━━ Quoted text ━━
This project does not realistically exist now, so I stress that the matter is strongly hypothetical. However, if you want my opinion, the answer is no. Security and freedom depend on our own control over the mechanisms that can guarantee them. Of course, we can screw it all up and inflict unpleasant consequences on ourselves, but that will be our decision. If we give up power and enter any supranational organism, any control, accountability, ability to hold ourselves accountable – all this will be very out of touch. No, this is not the right way. I wouldn’t feel comfortable even in a conservative European Parliament. Besides, in a conservative Europe there would be no such parliament.
So, does the future of Poland lie solely within the framework of a sovereign nation-state?
━━━
━━ Supplied material ━━
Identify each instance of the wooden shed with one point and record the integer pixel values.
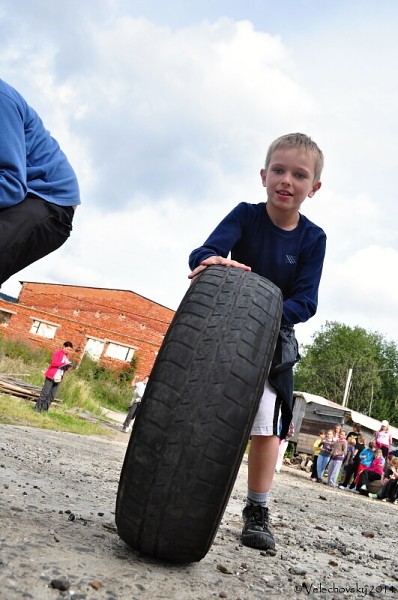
(312, 413)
━━━
# Challenge 1:
For each statement below, state yes or no as to whether it agrees with the interview excerpt on national sovereignty, and support each answer with the deciding words from that excerpt, quoted verbatim. (a) The speaker regards the project under discussion as hypothetical. (b) The speaker would feel comfortable in a conservative European Parliament. (c) The speaker holds that a conservative Europe would have such a parliament.
# Challenge 2:
Continue the interview excerpt on national sovereignty, picking up after its final sentence.
The accompanying material plays no part in what follows and may be set aside.

# Written reply 1:
(a) Yes: "the matter is strongly hypothetical."
(b) No: "I wouldn’t feel comfortable even in a conservative European Parliament."
(c) No: "in a conservative Europe there would be no such parliament."

# Written reply 2:
Sovereignty is a fundamental principle. The state either exists or it does not. Of course, sovereignty is never complete. When we sign other treaties, they limit us; this can sometimes be quite profound. Still, there is a “free exit” option. In contrast, in such supranational centralist structures, there is no “free exit.” That is why I can perfectly imagine Poland being part of some kind of Europe of homelands, such – with some changes – a pre-Maastricht Treaty integrated structure. This is something I can consider. A political union? – no. The same goes for a monetary union. What happened in Maastricht is a disastrous direction.
For the “free exit” option to be viable, it must be accompanied by discussion. In the United Right, Polexit is still not on the agenda for discussion. Is it just about voter consideration or is it a strategic direction?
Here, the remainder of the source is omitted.